▶ USING THE INFORMATION
- a) Decide whether each statement agrees with the post about school allergy planning below. Answer yes or no, and quote the deciding words from the post: (i) Substitute teachers get epinephrine training every school year. (ii) The nurse will train the bus drivers as a group before school starts. (iii) The allergist helped the family push for epinephrine to be carried on the child.
- b) Carry on the post about school allergy planning below, picking up after its last sentence.

▶ EXTRACTED TEXT

Friday, June 20, 2014

school days are almost here!

June 20, 2014
1 year! (and 27 days!)

It's been a long slow process but it's neat to look back and realize we've been at OIT (oral immunotherapy) a full year with no reactions.  That's pretty amazing!  The little man is doing fine and excited that school is about a month away.  Crazy.

The allergy planning at school is complete!  Hooray!!! There are papers, on file, signed, in the office.  It took a lot of emails, a lot of patience, and several face to face meetings, but it's done.  The main points (see previous post):

  • Subs are trained on epinephrine, but only at their initial hiring.  This is frustrating, but it's better than never.
  • The bus drivers will be trained (as a group), by the nurse before school starts
  • We will have at least 4 epinephrine devices (for us that's the Auvi-Q Jr) at school.  The "red bag" that follows him class to class (1 or 2), in the office(2), and …)
  • He will be allowed to wear his spibelt with an Auvi-Q(1)!  (for those in the allergy community this means he can self-carry, and was a BIG concern for us).  This one is HUGE.
  • After much discussion, he can have his epi on the bus, and it doesn't have to go into his backpack.  He can continue to wear it in his spibelt under his shirt.  

This now covers the concerns about the bus, the bus driver, most of the concerns about substitute teachers, access to epinephrine by a bunch of 5 year olds (if it's in his backpack), and transit to preschool aftercare.  Patience and determination (and honestly just asking calm questions!) really paid off.  The allergist was not going to help us push for an epi on him (to cover the bus or red bag missing scenario), but we feel much better that we got this in his plan and he will have access to his meds on the bus/all the time.  May he never ever need them!

▶ SOURCE DATA
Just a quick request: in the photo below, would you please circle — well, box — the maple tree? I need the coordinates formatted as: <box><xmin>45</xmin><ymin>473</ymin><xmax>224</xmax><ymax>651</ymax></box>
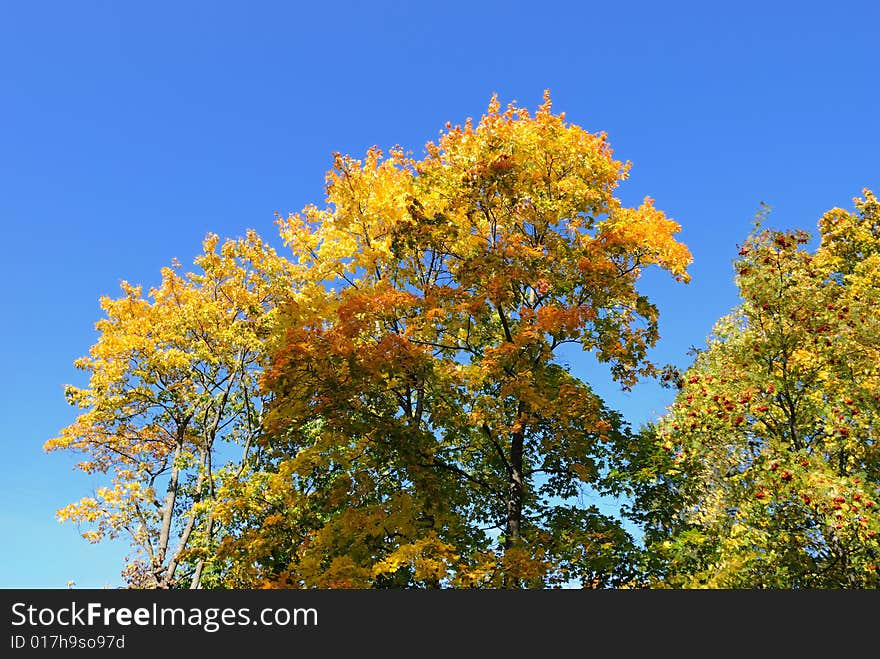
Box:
<box><xmin>635</xmin><ymin>190</ymin><xmax>880</xmax><ymax>588</ymax></box>
<box><xmin>45</xmin><ymin>232</ymin><xmax>292</xmax><ymax>588</ymax></box>
<box><xmin>215</xmin><ymin>95</ymin><xmax>691</xmax><ymax>587</ymax></box>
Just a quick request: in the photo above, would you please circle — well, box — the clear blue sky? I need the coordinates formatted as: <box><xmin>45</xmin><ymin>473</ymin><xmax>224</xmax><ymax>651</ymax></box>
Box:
<box><xmin>0</xmin><ymin>0</ymin><xmax>880</xmax><ymax>588</ymax></box>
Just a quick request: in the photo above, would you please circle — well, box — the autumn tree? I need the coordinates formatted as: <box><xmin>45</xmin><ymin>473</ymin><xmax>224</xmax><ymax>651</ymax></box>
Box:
<box><xmin>45</xmin><ymin>232</ymin><xmax>292</xmax><ymax>588</ymax></box>
<box><xmin>637</xmin><ymin>190</ymin><xmax>880</xmax><ymax>588</ymax></box>
<box><xmin>217</xmin><ymin>95</ymin><xmax>690</xmax><ymax>587</ymax></box>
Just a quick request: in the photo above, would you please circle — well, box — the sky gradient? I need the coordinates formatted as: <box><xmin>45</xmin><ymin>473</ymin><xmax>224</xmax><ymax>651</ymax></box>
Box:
<box><xmin>0</xmin><ymin>0</ymin><xmax>880</xmax><ymax>588</ymax></box>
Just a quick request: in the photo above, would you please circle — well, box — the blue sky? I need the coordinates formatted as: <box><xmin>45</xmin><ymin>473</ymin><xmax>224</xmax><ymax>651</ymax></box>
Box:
<box><xmin>0</xmin><ymin>0</ymin><xmax>880</xmax><ymax>588</ymax></box>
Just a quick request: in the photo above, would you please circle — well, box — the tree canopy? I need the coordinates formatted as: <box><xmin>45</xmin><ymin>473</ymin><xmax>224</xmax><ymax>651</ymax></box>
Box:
<box><xmin>46</xmin><ymin>93</ymin><xmax>880</xmax><ymax>588</ymax></box>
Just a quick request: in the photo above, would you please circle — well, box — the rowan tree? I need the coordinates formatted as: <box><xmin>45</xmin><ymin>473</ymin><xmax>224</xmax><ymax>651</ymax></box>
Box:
<box><xmin>218</xmin><ymin>95</ymin><xmax>691</xmax><ymax>587</ymax></box>
<box><xmin>45</xmin><ymin>232</ymin><xmax>292</xmax><ymax>588</ymax></box>
<box><xmin>638</xmin><ymin>190</ymin><xmax>880</xmax><ymax>588</ymax></box>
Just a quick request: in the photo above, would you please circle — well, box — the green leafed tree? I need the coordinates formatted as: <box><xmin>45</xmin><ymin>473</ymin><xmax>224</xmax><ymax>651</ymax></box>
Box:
<box><xmin>633</xmin><ymin>190</ymin><xmax>880</xmax><ymax>588</ymax></box>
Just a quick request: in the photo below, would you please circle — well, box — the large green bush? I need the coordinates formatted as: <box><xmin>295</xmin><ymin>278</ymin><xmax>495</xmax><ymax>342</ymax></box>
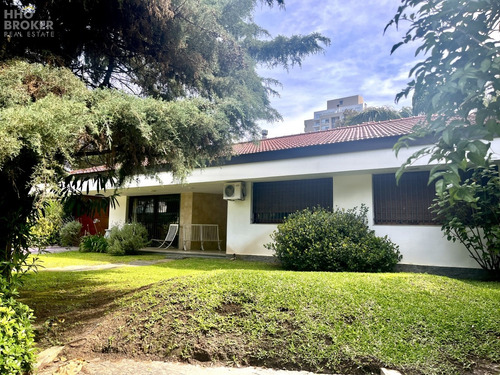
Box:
<box><xmin>108</xmin><ymin>223</ymin><xmax>149</xmax><ymax>255</ymax></box>
<box><xmin>266</xmin><ymin>206</ymin><xmax>402</xmax><ymax>272</ymax></box>
<box><xmin>59</xmin><ymin>220</ymin><xmax>82</xmax><ymax>246</ymax></box>
<box><xmin>0</xmin><ymin>279</ymin><xmax>35</xmax><ymax>374</ymax></box>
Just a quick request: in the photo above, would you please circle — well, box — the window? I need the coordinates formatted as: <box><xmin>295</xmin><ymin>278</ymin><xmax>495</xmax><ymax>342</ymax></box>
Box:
<box><xmin>129</xmin><ymin>194</ymin><xmax>181</xmax><ymax>245</ymax></box>
<box><xmin>252</xmin><ymin>178</ymin><xmax>333</xmax><ymax>224</ymax></box>
<box><xmin>373</xmin><ymin>172</ymin><xmax>437</xmax><ymax>225</ymax></box>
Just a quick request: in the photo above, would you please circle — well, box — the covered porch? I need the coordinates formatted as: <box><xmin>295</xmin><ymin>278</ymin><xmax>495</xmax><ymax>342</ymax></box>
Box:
<box><xmin>109</xmin><ymin>183</ymin><xmax>227</xmax><ymax>257</ymax></box>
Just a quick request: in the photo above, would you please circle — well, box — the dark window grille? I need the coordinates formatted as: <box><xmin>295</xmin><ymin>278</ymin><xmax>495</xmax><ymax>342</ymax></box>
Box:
<box><xmin>252</xmin><ymin>178</ymin><xmax>333</xmax><ymax>224</ymax></box>
<box><xmin>129</xmin><ymin>194</ymin><xmax>181</xmax><ymax>246</ymax></box>
<box><xmin>373</xmin><ymin>172</ymin><xmax>437</xmax><ymax>225</ymax></box>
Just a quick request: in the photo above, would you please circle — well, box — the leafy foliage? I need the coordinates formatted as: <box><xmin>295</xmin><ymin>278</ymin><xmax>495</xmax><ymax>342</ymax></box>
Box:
<box><xmin>266</xmin><ymin>206</ymin><xmax>402</xmax><ymax>272</ymax></box>
<box><xmin>0</xmin><ymin>278</ymin><xmax>35</xmax><ymax>374</ymax></box>
<box><xmin>386</xmin><ymin>0</ymin><xmax>500</xmax><ymax>277</ymax></box>
<box><xmin>0</xmin><ymin>0</ymin><xmax>329</xmax><ymax>117</ymax></box>
<box><xmin>431</xmin><ymin>165</ymin><xmax>500</xmax><ymax>280</ymax></box>
<box><xmin>108</xmin><ymin>223</ymin><xmax>149</xmax><ymax>255</ymax></box>
<box><xmin>79</xmin><ymin>234</ymin><xmax>109</xmax><ymax>253</ymax></box>
<box><xmin>31</xmin><ymin>200</ymin><xmax>64</xmax><ymax>247</ymax></box>
<box><xmin>59</xmin><ymin>220</ymin><xmax>82</xmax><ymax>246</ymax></box>
<box><xmin>386</xmin><ymin>0</ymin><xmax>500</xmax><ymax>197</ymax></box>
<box><xmin>0</xmin><ymin>0</ymin><xmax>330</xmax><ymax>284</ymax></box>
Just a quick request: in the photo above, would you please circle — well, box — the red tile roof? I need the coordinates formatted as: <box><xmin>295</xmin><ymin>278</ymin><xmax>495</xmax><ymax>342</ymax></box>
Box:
<box><xmin>70</xmin><ymin>116</ymin><xmax>425</xmax><ymax>174</ymax></box>
<box><xmin>233</xmin><ymin>116</ymin><xmax>425</xmax><ymax>155</ymax></box>
<box><xmin>69</xmin><ymin>165</ymin><xmax>110</xmax><ymax>174</ymax></box>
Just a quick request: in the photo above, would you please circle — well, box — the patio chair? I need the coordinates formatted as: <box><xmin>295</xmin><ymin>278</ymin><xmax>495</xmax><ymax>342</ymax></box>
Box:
<box><xmin>152</xmin><ymin>224</ymin><xmax>179</xmax><ymax>249</ymax></box>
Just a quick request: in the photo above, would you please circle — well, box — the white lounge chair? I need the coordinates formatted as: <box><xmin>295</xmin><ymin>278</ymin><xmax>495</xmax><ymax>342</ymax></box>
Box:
<box><xmin>152</xmin><ymin>224</ymin><xmax>179</xmax><ymax>249</ymax></box>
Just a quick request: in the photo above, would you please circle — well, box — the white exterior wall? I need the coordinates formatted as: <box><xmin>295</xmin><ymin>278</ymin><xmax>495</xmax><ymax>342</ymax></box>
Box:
<box><xmin>89</xmin><ymin>139</ymin><xmax>500</xmax><ymax>268</ymax></box>
<box><xmin>226</xmin><ymin>184</ymin><xmax>277</xmax><ymax>256</ymax></box>
<box><xmin>333</xmin><ymin>174</ymin><xmax>480</xmax><ymax>268</ymax></box>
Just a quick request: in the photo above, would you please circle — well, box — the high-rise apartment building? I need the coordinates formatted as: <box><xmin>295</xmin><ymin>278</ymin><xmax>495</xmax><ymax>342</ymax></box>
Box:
<box><xmin>304</xmin><ymin>95</ymin><xmax>366</xmax><ymax>133</ymax></box>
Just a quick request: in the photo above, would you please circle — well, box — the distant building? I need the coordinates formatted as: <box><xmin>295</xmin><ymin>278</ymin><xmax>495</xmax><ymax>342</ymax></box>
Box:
<box><xmin>304</xmin><ymin>95</ymin><xmax>366</xmax><ymax>133</ymax></box>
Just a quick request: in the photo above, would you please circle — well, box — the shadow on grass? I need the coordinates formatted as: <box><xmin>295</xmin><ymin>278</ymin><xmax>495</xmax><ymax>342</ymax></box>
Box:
<box><xmin>20</xmin><ymin>253</ymin><xmax>279</xmax><ymax>346</ymax></box>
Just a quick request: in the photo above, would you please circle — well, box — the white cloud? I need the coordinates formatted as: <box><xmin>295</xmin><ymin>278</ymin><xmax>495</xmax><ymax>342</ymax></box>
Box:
<box><xmin>255</xmin><ymin>0</ymin><xmax>422</xmax><ymax>136</ymax></box>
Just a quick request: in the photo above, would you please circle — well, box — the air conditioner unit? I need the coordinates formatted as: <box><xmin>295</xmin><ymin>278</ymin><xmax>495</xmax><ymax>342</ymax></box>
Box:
<box><xmin>224</xmin><ymin>182</ymin><xmax>246</xmax><ymax>201</ymax></box>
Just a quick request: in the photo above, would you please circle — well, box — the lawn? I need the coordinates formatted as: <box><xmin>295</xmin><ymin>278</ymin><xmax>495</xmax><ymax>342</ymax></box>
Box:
<box><xmin>30</xmin><ymin>251</ymin><xmax>165</xmax><ymax>270</ymax></box>
<box><xmin>17</xmin><ymin>255</ymin><xmax>500</xmax><ymax>374</ymax></box>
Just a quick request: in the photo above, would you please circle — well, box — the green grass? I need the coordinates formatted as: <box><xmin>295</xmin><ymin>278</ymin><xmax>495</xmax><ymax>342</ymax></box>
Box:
<box><xmin>17</xmin><ymin>255</ymin><xmax>500</xmax><ymax>375</ymax></box>
<box><xmin>31</xmin><ymin>251</ymin><xmax>165</xmax><ymax>270</ymax></box>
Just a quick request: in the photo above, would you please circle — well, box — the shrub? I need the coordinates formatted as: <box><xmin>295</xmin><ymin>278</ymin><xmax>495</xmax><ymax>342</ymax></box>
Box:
<box><xmin>431</xmin><ymin>165</ymin><xmax>500</xmax><ymax>280</ymax></box>
<box><xmin>79</xmin><ymin>234</ymin><xmax>109</xmax><ymax>253</ymax></box>
<box><xmin>59</xmin><ymin>220</ymin><xmax>82</xmax><ymax>246</ymax></box>
<box><xmin>108</xmin><ymin>223</ymin><xmax>149</xmax><ymax>255</ymax></box>
<box><xmin>0</xmin><ymin>279</ymin><xmax>35</xmax><ymax>374</ymax></box>
<box><xmin>265</xmin><ymin>206</ymin><xmax>402</xmax><ymax>272</ymax></box>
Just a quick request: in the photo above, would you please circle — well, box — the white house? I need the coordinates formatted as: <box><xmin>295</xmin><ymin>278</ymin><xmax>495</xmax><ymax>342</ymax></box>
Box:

▶ TASK-BY-TASK ANSWERS
- a)
(i) No: "Subs are trained on epinephrine, but only at their initial hiring."
(ii) Yes: "The bus drivers will be trained (as a group), by the nurse before school starts"
(iii) No: "The allergist was not going to help us push for an epi on him"

- b)
I am sure he will be looked after at school.  But it's really hard to leave a nut free day care and put him in a community setting where we will never meet some of the folks that take care of him.  We have done everything we can to make sure that his meds are within easy reach and that he knows what to do.  The nurse will make sure the staff knows what to do.  I have no doubt he will be loved at school, he is in an awesome place where he loves with abandon, with his whole body, his whole heart.  He hugs his teachers goodbye every day, he lights up when he sees us, he runs to us when we get to preschool and jumps into our arms.  He has an infectious smile, a belly laugh, is surprisingly insightful and observant.  Kids… they are amazing.  He also has a wicked smart big sister to chase after and learn from.  She will do anything to keep him safe (and maybe torture him a little in the background).  They are worth every tantrum, every fear, ever sadness over their hurts.  It's a big step to turn them loose.  We will have to do it in ever increasing stages.  He's ready.